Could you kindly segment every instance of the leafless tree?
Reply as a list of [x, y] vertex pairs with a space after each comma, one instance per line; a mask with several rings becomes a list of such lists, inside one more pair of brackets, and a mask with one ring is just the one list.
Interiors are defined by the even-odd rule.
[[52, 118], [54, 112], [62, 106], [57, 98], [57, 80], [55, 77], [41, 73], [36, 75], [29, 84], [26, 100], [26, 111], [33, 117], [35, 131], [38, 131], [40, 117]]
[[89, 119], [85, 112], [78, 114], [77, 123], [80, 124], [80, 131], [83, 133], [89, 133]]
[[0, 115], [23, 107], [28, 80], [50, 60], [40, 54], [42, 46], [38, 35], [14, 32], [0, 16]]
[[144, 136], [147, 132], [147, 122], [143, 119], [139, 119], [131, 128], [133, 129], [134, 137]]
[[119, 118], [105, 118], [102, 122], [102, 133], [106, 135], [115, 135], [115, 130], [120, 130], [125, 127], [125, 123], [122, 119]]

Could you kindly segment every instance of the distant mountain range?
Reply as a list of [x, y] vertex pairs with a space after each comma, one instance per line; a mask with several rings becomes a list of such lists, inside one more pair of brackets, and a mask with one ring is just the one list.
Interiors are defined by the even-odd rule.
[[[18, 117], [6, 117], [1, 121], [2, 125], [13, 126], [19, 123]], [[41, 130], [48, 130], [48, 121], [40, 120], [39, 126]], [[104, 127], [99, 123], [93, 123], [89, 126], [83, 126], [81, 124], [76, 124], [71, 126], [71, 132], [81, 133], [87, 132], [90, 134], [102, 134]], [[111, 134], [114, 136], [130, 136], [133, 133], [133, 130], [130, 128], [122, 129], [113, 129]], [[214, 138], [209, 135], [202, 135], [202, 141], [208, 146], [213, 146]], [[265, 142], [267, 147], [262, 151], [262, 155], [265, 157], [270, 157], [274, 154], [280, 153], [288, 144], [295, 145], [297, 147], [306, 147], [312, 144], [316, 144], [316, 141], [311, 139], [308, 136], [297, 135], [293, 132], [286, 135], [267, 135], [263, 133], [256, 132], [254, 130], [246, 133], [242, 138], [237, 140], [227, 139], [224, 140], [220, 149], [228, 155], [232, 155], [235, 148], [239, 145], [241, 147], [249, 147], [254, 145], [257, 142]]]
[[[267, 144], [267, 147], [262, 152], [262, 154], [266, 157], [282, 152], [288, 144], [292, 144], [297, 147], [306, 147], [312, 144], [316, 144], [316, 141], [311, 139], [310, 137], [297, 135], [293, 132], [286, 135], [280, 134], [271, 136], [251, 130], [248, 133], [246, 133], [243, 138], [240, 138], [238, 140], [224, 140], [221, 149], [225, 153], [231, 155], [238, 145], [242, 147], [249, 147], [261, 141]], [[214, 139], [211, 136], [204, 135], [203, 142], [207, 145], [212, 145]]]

+ + + +

Exercise task →
How many lines in the data above contain the string "every"? Treat case as significant and reply with the number alone.

Correct answer →
2